*Work instruction:* Output only the line that contains "of the electrical" and the lines after it, all verbatim, through the last one below.

┌────────

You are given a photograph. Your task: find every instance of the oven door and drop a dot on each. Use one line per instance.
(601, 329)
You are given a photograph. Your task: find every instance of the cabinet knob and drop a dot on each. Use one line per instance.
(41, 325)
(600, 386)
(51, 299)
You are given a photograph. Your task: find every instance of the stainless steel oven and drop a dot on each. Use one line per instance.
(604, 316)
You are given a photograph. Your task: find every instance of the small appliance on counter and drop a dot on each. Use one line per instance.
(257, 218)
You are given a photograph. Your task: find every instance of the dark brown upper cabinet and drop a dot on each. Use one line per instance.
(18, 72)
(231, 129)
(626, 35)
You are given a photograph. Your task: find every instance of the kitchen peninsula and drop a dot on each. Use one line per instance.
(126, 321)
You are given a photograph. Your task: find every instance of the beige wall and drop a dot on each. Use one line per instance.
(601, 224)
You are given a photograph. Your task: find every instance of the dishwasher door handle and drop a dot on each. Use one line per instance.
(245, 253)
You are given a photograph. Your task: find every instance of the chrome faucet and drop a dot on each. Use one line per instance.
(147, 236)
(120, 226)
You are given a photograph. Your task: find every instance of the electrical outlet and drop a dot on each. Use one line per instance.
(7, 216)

└────────

*Task response:*
You are given a photograph. Your task: find every instance of the electrical outlet and drop a dot on each. Use one line per instance.
(7, 216)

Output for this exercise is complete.